→ **WHAT NEEDS TO BE DONE**
Continue the account of Oscar's boyhood from its final sentence, keeping its first-person voice.

═══ TEXT EXCERPT ═══

When Oscar was twelve, his mother moved the family to Los Angeles, both to get away from an abusive boyfriend and to give Oscar a fresh start at another school. Six months later, she returned to Visalia. Unable to afford a place of her own, she moved the family into the home of a friend. Even with one brother from each family locked away, it was two mothers and thirteen kids in a three-bedroom house, in the same bad neighborhood. Oscar started spending days at a time with his buddies. If he was home, he’d smile and greet me when I came to pick up his younger siblings for Sunday school, but he’d lost interest in going himself.

Meanwhile, his mother began a downward spiral: alcohol, days spent at the casinos, a string of boyfriends. On the day I saw a black eye on the younger brother and knew I had to report her to CPS, someone else beat me to it. CPS discovered old warrants. She was arrested, sent to prison, and then deported. I believe Oscar saw her just once again (by running away from a guardian and trying to adjust to life in a country he had never before visited), but he never again saw any of his five younger siblings, nor his oldest brother.

After years of working with young people of all ages, I know that children under ten or eleven tend to be flexible enough to move and adjust. Older teens often have the maturity to do so. Children in their early teens seem to be the most vulnerable. They are so wrapped up in their peer groups that uprooting them can send even the most secure into a tailspin. Oscar never had the chance to start from that kind of height. He ran away from the foster home, and hid with his buddies. For Oscar, it was the closest he could get to creating a “home.” As near as I can reconstruct, he spent most of that first year out of school, even though he was already so far behind. When authorities found him, they put him in juvenile hall. Whenever they tried placing him outside its walls, he went looking for either his buddies or his mother.

═══ INFORMATION ═══

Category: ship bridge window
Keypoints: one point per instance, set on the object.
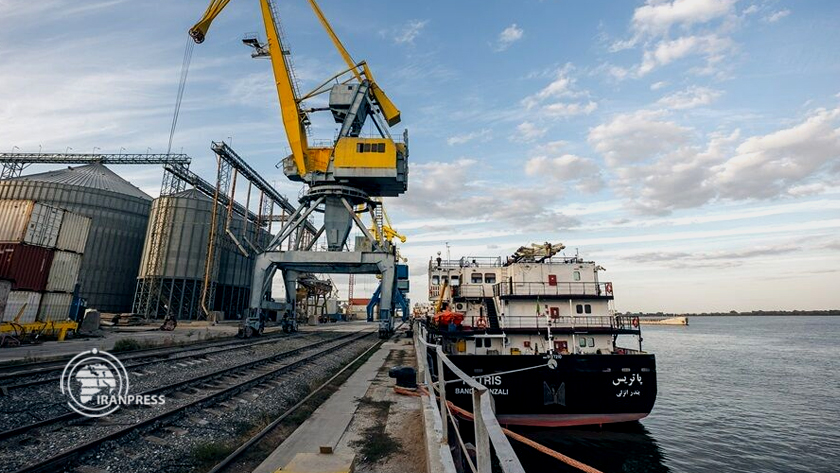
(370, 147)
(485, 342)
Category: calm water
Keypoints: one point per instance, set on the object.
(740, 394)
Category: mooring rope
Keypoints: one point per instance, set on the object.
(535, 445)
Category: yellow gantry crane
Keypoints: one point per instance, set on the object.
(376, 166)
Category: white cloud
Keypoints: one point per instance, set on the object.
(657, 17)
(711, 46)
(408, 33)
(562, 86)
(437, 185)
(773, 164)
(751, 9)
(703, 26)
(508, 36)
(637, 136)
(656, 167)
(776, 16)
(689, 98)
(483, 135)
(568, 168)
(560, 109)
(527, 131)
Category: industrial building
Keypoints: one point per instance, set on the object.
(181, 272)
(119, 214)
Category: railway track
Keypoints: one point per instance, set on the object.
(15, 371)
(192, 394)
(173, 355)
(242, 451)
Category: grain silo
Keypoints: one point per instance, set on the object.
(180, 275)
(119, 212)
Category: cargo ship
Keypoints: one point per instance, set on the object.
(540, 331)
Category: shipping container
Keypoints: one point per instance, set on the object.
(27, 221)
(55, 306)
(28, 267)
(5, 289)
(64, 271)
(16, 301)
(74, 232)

═══

→ **ANSWER**
For these last few years, I had to try and follow Oscar from his occasional visits to MySpace. He used the screen name “Killer.” He listed his emotion as “Angry.” The last time I saw Oscar, he told me the main thing he wanted in life was to eat his mother’s cooking.

If life was fair, every boy could eat his mother’s cooking. He would live securely with two parents who loved him and would learn to read well (and read first in the language he spoke at home). If life was fair, no boy would be locked up for trying to find home. But certainly, if life was fair, Oscar’s pain and confusion would not have brought such pain and confusion to three other families, and to their entire community. As father to my own five children, I think especially of the Salazar family, who seem from newspaper accounts to have had everything that Oscar didn’t, and were raising their kids just as Oscar could only have dreamed of. The newspaper quotes an aunt as saying, “We’re trying to be as strong as our Christian faith allows us to be.”

As a Christian myself, I acknowledge that Christians have a special problem here that materialists do not have. In dog-eat-dog “survival of the fittest,” there is no expectation of fairness. If we are just the sum of our charged particles, the collapse of a family or the collision of two cars should carry no deeper moral questions than the collapse of a star or the collision of two asteroids. Indeed, the death of a youth who had so few of the skills or aptitudes for gaining adult success might be viewed as simply “natural selection.” The fact that mankind longs for fairness and responds angrily to its absence is, by itself, evidence that we are made in the image of a moral, fairness-seeking God. But for Christians, the challenge is to answer how a moral God could allow such unfair things to happen.

I do believe God wants fairness. However, “fairness” requires moral choices, which in turn require a standard that can be either obeyed or disobeyed. We are not simply charged particles moving always in the right direction, held in line by the narrow confines of inescapable obedience. We stumble. We drift. We rebel. We take that which we know is not ours. We sin and are sinned against. We come into life victims (some more than others) of a tide of sin that surrounds us. Then as perpetrators, we propagate and perpetuate that tide so that it washes against both those we love and those we don’t even know.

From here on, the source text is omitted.